→ **EXERCISE**: Every entry below must be repeated exactly; skip the pictures.

Saved data entries
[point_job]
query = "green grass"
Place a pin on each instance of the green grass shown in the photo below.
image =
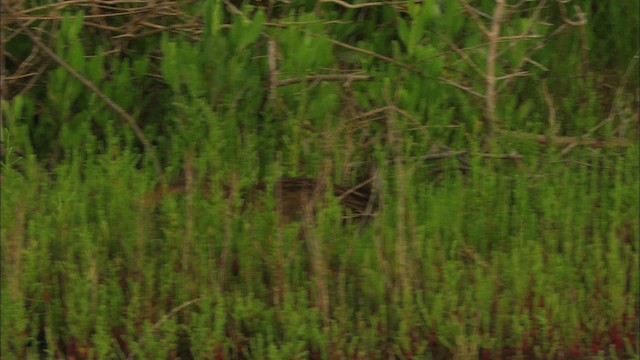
(499, 262)
(532, 257)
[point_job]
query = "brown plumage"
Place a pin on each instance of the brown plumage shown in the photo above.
(294, 195)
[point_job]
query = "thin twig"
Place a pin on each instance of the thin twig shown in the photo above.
(366, 5)
(159, 323)
(337, 77)
(128, 118)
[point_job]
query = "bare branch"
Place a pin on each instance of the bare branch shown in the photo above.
(84, 81)
(338, 77)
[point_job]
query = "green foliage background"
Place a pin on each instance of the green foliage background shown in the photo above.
(534, 257)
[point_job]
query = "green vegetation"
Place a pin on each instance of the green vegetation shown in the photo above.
(503, 139)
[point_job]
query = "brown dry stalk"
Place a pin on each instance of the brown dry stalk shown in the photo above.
(336, 77)
(492, 56)
(88, 84)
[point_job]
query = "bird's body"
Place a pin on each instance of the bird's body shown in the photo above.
(294, 196)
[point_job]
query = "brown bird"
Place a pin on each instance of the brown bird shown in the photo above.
(294, 196)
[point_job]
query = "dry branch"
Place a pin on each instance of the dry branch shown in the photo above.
(88, 84)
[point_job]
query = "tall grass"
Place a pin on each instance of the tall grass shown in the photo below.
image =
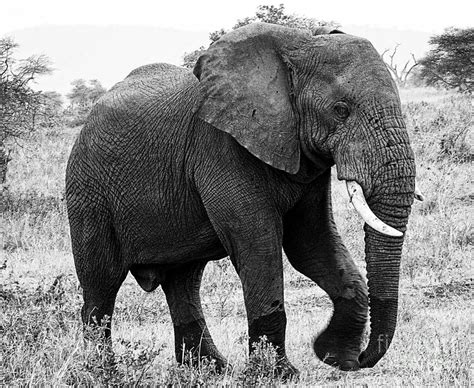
(40, 299)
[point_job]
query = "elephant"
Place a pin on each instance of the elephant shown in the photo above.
(175, 168)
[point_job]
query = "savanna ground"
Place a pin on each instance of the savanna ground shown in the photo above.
(40, 299)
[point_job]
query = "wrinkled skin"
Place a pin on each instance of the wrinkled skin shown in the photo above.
(174, 169)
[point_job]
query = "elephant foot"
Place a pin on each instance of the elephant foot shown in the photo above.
(331, 351)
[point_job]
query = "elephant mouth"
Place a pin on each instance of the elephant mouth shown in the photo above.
(357, 199)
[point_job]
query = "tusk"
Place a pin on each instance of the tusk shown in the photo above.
(418, 195)
(358, 201)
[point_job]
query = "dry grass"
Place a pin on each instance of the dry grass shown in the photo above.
(40, 332)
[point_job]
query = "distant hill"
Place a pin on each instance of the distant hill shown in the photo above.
(109, 53)
(104, 53)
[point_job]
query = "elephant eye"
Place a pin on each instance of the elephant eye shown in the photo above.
(341, 110)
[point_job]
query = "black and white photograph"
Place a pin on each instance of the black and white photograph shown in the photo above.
(236, 194)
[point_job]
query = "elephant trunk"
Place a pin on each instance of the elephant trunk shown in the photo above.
(391, 202)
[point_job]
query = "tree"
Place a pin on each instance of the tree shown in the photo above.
(266, 14)
(82, 97)
(20, 105)
(400, 75)
(450, 62)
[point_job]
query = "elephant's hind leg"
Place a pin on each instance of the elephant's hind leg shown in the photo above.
(98, 265)
(192, 337)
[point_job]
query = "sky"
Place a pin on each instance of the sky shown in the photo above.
(106, 39)
(423, 15)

→ **ANSWER BELOW**:
[point_job]
query = "green grass"
Place a pin on each instance of the green grass shown in the photo below.
image =
(499, 262)
(532, 257)
[point_job]
query = "brown plumage"
Place a pin on each instance of the brown plumage shown in the photo above.
(294, 195)
[point_job]
query = "thin twig"
Place a pin on each instance of the thin twig shown in the photo above.
(366, 5)
(159, 323)
(337, 77)
(128, 118)
[point_job]
query = "bare branch"
Place a pin on each instance of the bare branch shown in the photo above.
(84, 81)
(338, 77)
[point_job]
query = "green foliage background"
Place a pin on each instance of the green foliage background shown in the photo above.
(534, 257)
[point_job]
query = "green vegetation"
Place a pin on each instance of the green vegetation shown in the photo above.
(503, 139)
[point_job]
query = "brown dry stalk"
Place a pin on each instance of the brown dry stalk shown in the photo above.
(336, 77)
(492, 56)
(88, 84)
[point_job]
query = "bird's body"
Place a pin on each instance of the bird's body shown in the photo above.
(294, 196)
[point_job]
query = "brown bird"
Place a pin on each instance of the brown bird shown in the photo above.
(294, 196)
[point_job]
query = "dry branch"
Place a pin on each instance of the dry branch shown in the photo above.
(88, 84)
[point_job]
query = "tall grass"
Place a pin on each instance of the tall grass shown in the photo below.
image =
(40, 299)
[point_job]
query = "elephant"
Place a pin on each instance of the elephant shown in the photo above.
(175, 168)
[point_job]
query = "savanna ground"
Place a pin on each instance of the savanna ground shown in the photo above.
(40, 299)
[point_job]
query = "wrinkled skin"
Place a pin on each instance of the wrinkled skin shown in the photo above.
(174, 169)
[point_job]
query = "elephant foot"
Place a pin on each instance of the elephant foot shown in the photo above.
(331, 351)
[point_job]
query = "elephant mouth"
Place a pin on each instance of the elephant mouth shown in the photo above.
(357, 199)
[point_job]
query = "tusk"
Place a pin on each instance of the tusk shown in the photo above.
(418, 195)
(358, 201)
[point_job]
query = "dry grass"
Place a pin on each instance of the dry grass shown in the photo above.
(40, 332)
[point_job]
query = "distant hill"
Place a pin on each instance of the distant hill shown in the photo above.
(109, 53)
(104, 53)
[point_job]
query = "elephant eye"
Place a pin on each instance of the elephant eye shown in the photo above.
(341, 110)
[point_job]
query = "black and white photograph"
Place a pin on each instance of the black and white photograph shown in the photo above.
(236, 194)
[point_job]
query = "elephant trunk"
Place a pin on each instance of the elephant trunk shown in the photo above.
(391, 202)
[point_job]
query = "tree"
Place a pin on each instance of the tree shown in the photo above.
(266, 14)
(82, 97)
(20, 105)
(400, 75)
(450, 62)
[point_job]
query = "elephant's hind leg"
Place a pin on each instance of the elephant's hind leg shown in the photo above.
(98, 265)
(192, 337)
[point_job]
query = "sky"
Place a pin on each instance of the sky shown in the photo above.
(106, 39)
(423, 15)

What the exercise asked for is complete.